▼▼▼

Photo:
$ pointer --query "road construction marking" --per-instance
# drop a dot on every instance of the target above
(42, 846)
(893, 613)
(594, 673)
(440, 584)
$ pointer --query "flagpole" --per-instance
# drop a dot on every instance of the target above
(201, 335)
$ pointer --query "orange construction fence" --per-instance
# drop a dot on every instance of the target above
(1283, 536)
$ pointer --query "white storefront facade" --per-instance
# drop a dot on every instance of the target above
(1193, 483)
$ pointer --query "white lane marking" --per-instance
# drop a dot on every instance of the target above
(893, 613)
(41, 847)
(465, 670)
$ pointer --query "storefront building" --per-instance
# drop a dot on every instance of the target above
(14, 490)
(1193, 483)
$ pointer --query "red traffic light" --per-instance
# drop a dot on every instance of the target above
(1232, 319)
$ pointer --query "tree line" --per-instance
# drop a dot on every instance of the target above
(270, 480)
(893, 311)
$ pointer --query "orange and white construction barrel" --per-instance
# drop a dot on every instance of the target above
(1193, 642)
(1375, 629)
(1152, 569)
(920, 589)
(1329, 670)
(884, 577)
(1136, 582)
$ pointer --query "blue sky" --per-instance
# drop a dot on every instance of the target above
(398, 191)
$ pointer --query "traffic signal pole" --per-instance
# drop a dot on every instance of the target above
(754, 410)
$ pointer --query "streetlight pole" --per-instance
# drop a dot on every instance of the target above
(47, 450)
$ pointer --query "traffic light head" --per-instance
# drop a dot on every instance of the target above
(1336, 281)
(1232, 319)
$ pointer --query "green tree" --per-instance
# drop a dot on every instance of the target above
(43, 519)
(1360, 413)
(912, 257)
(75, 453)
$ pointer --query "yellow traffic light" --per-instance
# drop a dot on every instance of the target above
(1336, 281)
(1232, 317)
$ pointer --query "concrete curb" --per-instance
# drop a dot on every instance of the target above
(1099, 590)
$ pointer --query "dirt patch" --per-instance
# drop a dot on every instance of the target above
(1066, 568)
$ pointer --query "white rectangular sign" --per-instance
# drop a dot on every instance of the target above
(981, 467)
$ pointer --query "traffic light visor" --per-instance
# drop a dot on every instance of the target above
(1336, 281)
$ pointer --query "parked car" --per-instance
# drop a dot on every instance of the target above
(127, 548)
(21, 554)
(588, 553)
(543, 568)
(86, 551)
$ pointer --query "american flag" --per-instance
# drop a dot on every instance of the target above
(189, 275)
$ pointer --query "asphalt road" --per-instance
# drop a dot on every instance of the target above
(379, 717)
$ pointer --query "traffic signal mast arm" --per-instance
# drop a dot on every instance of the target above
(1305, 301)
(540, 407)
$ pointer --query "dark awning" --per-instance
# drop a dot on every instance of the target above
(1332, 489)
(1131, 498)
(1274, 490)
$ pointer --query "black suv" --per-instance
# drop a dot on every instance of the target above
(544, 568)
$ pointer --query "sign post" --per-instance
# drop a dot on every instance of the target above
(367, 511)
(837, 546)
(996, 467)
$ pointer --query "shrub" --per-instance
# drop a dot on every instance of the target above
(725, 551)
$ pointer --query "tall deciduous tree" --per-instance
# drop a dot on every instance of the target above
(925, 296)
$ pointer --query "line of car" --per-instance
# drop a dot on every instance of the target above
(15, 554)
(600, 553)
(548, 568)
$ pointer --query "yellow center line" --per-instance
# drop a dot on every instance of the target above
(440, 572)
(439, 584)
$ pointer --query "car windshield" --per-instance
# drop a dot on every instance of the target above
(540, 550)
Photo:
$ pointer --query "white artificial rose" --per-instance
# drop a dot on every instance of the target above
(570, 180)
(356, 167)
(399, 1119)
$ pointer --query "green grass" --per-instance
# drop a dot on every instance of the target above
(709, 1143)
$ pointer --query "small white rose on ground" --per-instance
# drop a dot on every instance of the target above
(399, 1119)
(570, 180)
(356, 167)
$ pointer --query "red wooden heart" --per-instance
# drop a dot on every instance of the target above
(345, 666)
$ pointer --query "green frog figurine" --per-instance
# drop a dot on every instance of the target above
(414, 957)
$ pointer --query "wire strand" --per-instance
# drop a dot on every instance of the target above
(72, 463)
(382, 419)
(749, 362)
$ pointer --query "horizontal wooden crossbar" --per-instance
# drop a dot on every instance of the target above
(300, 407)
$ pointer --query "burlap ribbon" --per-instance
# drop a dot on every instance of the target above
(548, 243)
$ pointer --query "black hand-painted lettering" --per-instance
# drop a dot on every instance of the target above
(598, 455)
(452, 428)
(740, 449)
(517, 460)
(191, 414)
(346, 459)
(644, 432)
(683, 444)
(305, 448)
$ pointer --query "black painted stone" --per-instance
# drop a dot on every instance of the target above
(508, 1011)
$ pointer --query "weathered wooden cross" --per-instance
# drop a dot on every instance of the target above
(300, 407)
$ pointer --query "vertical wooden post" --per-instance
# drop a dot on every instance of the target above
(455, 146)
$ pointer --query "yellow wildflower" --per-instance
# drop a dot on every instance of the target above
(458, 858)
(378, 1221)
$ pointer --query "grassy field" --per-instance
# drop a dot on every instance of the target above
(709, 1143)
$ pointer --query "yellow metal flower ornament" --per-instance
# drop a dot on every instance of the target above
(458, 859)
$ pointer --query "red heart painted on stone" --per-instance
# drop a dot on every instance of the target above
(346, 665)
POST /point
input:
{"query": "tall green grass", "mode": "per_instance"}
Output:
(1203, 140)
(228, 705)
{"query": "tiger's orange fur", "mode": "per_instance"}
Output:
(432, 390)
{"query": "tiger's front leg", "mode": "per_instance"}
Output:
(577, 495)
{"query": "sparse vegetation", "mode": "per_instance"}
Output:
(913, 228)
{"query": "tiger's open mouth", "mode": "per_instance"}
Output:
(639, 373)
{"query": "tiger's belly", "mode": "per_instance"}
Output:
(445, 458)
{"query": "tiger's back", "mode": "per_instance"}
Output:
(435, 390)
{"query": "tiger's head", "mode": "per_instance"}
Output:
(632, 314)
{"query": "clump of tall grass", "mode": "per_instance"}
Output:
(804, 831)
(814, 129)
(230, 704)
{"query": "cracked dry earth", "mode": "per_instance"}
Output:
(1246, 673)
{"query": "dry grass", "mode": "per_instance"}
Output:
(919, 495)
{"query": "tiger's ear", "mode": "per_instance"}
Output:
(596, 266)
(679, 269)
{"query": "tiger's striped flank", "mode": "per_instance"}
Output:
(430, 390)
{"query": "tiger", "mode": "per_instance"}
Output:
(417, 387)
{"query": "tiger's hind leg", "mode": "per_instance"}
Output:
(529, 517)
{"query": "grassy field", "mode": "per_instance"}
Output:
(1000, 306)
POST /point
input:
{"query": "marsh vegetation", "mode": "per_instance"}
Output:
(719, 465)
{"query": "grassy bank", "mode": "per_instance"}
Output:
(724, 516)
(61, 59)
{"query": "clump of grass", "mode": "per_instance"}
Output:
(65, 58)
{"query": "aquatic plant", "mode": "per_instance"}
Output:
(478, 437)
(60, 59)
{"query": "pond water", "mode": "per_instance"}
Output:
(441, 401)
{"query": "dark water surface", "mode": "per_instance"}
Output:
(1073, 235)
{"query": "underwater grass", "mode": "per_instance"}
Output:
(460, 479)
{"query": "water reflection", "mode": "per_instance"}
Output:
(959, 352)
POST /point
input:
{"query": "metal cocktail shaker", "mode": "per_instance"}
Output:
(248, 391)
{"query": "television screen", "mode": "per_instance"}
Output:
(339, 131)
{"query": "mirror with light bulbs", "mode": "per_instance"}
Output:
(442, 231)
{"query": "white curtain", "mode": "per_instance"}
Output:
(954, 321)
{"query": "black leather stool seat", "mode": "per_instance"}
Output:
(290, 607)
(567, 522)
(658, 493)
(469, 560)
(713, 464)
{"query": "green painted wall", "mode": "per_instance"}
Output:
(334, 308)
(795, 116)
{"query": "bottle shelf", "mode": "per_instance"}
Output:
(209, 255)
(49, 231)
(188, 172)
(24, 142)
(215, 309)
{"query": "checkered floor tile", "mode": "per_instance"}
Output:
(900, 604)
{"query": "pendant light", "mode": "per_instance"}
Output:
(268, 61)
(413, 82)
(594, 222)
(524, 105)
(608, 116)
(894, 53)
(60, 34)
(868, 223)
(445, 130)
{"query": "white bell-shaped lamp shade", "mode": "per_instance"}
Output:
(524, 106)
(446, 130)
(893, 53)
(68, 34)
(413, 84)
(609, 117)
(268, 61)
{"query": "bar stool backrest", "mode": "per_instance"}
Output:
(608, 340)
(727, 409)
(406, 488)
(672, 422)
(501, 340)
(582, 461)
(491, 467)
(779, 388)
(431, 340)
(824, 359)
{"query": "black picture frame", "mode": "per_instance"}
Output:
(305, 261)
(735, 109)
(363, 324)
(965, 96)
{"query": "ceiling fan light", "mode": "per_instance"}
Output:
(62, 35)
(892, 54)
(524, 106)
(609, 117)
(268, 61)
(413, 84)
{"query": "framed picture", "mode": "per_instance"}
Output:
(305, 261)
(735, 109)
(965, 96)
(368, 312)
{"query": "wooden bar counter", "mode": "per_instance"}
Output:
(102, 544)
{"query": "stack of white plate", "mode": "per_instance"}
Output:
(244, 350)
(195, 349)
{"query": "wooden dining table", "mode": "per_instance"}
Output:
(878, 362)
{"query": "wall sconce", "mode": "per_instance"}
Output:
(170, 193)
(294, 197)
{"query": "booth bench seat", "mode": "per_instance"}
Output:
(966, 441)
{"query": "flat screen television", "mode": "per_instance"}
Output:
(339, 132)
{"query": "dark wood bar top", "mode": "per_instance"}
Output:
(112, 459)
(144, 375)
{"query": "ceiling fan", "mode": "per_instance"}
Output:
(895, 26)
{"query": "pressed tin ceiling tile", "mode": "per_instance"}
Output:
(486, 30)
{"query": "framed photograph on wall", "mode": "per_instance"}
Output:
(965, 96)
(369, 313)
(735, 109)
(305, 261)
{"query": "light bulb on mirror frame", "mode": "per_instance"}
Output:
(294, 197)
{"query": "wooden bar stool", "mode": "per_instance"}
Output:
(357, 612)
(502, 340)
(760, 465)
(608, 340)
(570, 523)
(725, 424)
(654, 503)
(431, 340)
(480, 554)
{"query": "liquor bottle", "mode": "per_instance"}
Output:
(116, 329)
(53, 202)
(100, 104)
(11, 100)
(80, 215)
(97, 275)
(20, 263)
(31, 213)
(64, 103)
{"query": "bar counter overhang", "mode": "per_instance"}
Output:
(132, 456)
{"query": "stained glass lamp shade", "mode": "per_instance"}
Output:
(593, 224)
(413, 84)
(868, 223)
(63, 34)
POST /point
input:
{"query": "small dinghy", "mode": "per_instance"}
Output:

▲▲▲

**WHAT IS EXPECTED**
Copy out exactly the lines running from the line with "bulb on mirror" to the end of the records, inclusive.

**COMPLETE OUTPUT**
{"query": "light bulb on mirror frame", "mode": "per_instance"}
Output:
(294, 197)
{"query": "wooden bar stool", "mode": "per_instance"}
Output:
(357, 612)
(502, 340)
(760, 465)
(608, 340)
(570, 523)
(725, 424)
(654, 503)
(431, 340)
(480, 554)
{"query": "liquor bottle", "mode": "per_instance"}
Output:
(116, 329)
(53, 202)
(100, 104)
(11, 100)
(80, 215)
(97, 275)
(20, 263)
(31, 213)
(64, 103)
{"query": "bar counter overhang", "mode": "per_instance"}
Output:
(132, 456)
{"query": "stained glass lamp shade", "mode": "per_instance"}
Output:
(593, 224)
(413, 84)
(868, 223)
(63, 34)
POST /point
input:
{"query": "small dinghy", "mode": "per_instance"}
Output:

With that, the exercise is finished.